- **Task prompt**: Swap "slender twig" for "thin stem" in the rows below, covering everything from the start of the rows down to the line containing "[(411, 224), (382, 313), (175, 186), (511, 352)]", and give those rows again with nothing else changed.

- **Data supplied**:
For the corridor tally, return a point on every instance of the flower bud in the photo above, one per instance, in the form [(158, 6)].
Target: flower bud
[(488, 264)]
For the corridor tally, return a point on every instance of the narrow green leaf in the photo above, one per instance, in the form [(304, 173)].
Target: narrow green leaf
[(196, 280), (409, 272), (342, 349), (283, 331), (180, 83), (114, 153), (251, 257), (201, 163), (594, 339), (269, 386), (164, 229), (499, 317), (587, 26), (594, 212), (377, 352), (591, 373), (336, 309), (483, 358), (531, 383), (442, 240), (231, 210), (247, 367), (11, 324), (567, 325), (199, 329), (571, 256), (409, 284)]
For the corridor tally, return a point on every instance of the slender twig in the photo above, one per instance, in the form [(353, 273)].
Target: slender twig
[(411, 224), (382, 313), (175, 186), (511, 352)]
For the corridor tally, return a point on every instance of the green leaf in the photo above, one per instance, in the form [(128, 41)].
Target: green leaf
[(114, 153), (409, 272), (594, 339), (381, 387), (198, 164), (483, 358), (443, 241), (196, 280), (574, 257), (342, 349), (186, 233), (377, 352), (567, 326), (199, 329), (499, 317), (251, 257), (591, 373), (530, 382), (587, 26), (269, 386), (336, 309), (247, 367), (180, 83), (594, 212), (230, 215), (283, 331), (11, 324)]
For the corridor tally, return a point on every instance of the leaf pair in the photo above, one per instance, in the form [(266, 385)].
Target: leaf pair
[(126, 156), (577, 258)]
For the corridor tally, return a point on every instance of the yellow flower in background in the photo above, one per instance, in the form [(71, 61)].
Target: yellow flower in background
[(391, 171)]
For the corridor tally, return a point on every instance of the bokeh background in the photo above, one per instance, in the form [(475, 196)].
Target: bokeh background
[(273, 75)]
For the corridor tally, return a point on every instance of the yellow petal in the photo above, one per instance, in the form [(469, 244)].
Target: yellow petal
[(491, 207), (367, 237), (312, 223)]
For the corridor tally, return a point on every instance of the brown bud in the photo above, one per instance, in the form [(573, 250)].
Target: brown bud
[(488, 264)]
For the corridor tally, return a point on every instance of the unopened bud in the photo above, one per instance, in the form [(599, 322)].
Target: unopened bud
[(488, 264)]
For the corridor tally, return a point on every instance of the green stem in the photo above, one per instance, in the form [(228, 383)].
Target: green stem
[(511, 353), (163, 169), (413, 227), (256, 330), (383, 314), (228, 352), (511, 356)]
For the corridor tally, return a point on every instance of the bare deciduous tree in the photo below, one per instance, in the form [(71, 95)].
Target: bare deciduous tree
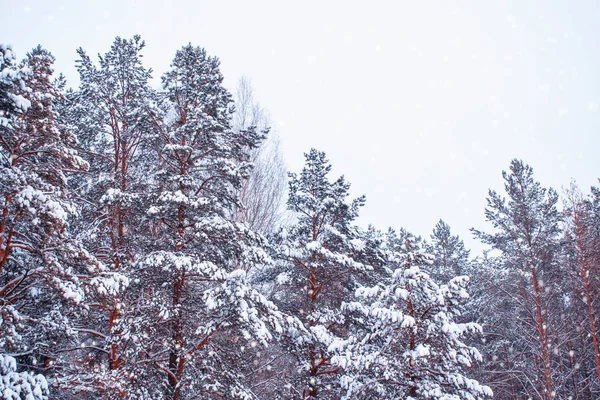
[(262, 195)]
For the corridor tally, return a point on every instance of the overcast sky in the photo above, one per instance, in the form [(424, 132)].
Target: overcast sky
[(419, 104)]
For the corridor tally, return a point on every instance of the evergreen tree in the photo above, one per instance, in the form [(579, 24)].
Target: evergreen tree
[(114, 114), (45, 274), (450, 258), (408, 344), (319, 256), (526, 232), (192, 282)]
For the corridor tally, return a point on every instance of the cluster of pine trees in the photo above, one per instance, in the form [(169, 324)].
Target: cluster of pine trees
[(144, 255)]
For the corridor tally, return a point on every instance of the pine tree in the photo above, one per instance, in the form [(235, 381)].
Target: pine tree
[(45, 274), (450, 258), (526, 232), (114, 114), (319, 256), (408, 344), (196, 308)]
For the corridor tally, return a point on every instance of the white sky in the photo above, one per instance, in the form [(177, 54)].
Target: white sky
[(420, 104)]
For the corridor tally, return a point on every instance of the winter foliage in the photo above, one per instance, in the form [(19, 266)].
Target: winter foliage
[(149, 249)]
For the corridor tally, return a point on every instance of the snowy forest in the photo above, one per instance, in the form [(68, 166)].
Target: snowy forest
[(153, 246)]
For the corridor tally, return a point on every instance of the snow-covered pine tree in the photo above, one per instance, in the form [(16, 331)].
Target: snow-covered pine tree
[(43, 270), (262, 194), (408, 344), (526, 232), (114, 114), (196, 312), (580, 288), (450, 257), (318, 259)]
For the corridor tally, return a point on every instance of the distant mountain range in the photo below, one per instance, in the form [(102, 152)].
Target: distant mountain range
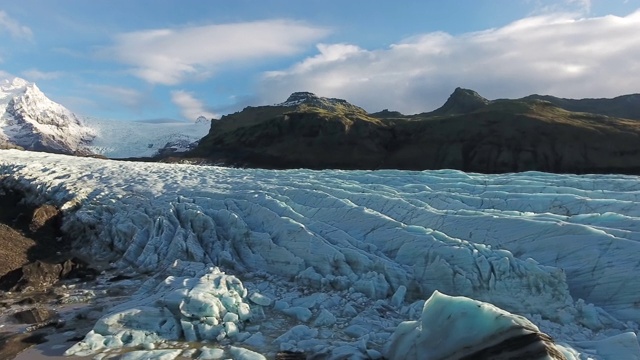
[(468, 133), (30, 120)]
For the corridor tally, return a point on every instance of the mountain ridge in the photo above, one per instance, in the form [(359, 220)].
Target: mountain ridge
[(468, 133), (28, 119)]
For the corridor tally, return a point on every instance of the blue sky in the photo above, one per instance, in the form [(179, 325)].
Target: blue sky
[(157, 59)]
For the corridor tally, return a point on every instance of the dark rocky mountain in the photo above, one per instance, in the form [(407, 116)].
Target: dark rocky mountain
[(626, 106), (468, 133), (462, 101)]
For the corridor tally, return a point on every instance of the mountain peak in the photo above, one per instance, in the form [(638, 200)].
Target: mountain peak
[(300, 97), (311, 99), (461, 101), (32, 121)]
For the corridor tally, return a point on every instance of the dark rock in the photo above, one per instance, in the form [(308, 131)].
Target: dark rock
[(468, 133), (39, 275), (35, 315), (526, 347), (44, 215)]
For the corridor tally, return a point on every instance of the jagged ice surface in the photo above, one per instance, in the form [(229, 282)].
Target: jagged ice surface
[(559, 249)]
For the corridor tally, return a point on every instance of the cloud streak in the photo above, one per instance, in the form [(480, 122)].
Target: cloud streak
[(190, 107), (14, 28), (558, 54), (36, 75), (172, 56), (123, 96)]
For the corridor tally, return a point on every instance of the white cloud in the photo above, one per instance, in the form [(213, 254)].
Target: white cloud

- **Result of this exercise**:
For the corridor tally, return a point on every instance of the flower bud in the photo above, one per instance, in the form [(158, 6)].
Target: flower bud
[(488, 264)]
For the corridor tally, return a point on every instance of the narrow green leaf in the photo above, one per instance, in the form [(304, 173)].
Target: narrow green leaf
[(196, 280), (409, 272), (342, 349), (283, 331), (180, 83), (114, 153), (251, 257), (201, 163), (594, 339), (269, 386), (164, 229), (499, 317), (587, 26), (594, 212), (377, 352), (591, 373), (336, 309), (483, 358), (531, 383), (442, 240), (231, 210), (247, 367), (11, 324), (567, 325), (199, 329), (571, 256), (409, 284)]
For the corridor tally, return a point on every instance of the thin stem in the photo above, one per instance, in the form [(353, 273)].
Target: thin stem
[(411, 224), (382, 313), (175, 186), (511, 352)]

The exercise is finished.